> DATASET:
________

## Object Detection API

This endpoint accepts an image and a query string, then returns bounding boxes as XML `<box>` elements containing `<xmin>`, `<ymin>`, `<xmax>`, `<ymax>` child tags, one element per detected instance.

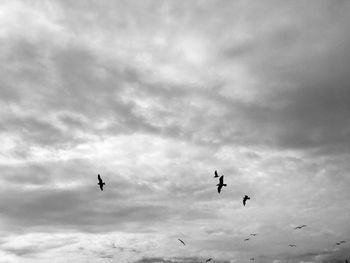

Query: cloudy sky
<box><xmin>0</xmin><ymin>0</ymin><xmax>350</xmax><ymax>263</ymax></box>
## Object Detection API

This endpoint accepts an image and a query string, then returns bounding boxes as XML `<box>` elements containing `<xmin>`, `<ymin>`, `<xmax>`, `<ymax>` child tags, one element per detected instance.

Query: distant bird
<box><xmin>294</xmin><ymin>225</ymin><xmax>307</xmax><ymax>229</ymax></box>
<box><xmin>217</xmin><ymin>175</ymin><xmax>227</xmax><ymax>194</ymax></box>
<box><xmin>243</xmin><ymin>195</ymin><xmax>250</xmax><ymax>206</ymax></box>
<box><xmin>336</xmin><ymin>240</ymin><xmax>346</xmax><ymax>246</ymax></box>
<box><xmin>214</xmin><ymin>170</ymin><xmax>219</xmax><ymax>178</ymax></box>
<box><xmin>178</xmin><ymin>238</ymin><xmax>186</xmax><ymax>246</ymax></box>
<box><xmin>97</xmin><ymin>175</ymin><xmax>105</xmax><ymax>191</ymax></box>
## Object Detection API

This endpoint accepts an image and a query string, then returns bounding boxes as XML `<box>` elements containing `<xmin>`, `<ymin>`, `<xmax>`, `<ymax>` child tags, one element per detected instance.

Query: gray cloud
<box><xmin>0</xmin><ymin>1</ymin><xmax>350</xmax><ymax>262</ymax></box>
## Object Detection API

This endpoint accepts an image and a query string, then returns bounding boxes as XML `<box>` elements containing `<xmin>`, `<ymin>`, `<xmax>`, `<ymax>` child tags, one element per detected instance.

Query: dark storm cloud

________

> WRITTEN PROBLEM: Reproduce all of the lines above word for word, omitting the pictures.

> EXPECTED ANSWER:
## Object Detection API

This endpoint accepts an image and a query string, then returns bounding boxes as XML `<box>` elements containing `<xmin>`, `<ymin>`, `<xmax>`, `<ymax>` child tags, one element per detected instance.


Query: cloudy sky
<box><xmin>0</xmin><ymin>0</ymin><xmax>350</xmax><ymax>263</ymax></box>
## Object Detection API

This endpoint accepts an image and a query string, then returns bounding boxes as XML `<box>` elements containing `<xmin>`, `<ymin>`, `<xmax>`, `<ymax>` child tags, one element per detected instance.

Query: distant bird
<box><xmin>294</xmin><ymin>225</ymin><xmax>307</xmax><ymax>229</ymax></box>
<box><xmin>217</xmin><ymin>175</ymin><xmax>227</xmax><ymax>194</ymax></box>
<box><xmin>243</xmin><ymin>195</ymin><xmax>250</xmax><ymax>206</ymax></box>
<box><xmin>336</xmin><ymin>240</ymin><xmax>346</xmax><ymax>246</ymax></box>
<box><xmin>214</xmin><ymin>170</ymin><xmax>219</xmax><ymax>178</ymax></box>
<box><xmin>178</xmin><ymin>238</ymin><xmax>186</xmax><ymax>246</ymax></box>
<box><xmin>97</xmin><ymin>175</ymin><xmax>105</xmax><ymax>191</ymax></box>
## Object Detection API

This endpoint accepts an image and a query string, then returns bounding boxes as XML `<box>` elements containing `<xmin>`, `<ymin>`, `<xmax>`, `<ymax>` child tags, one element per detected instance.

Query: gray cloud
<box><xmin>0</xmin><ymin>1</ymin><xmax>350</xmax><ymax>262</ymax></box>
## Object Detection API

This endpoint accepts an image and a query string, then returns bounding boxes as XML `<box>` elements containing `<xmin>`, `<ymin>`, `<xmax>`, `<ymax>` child tags, one element per detected instance.

Query: dark storm cloud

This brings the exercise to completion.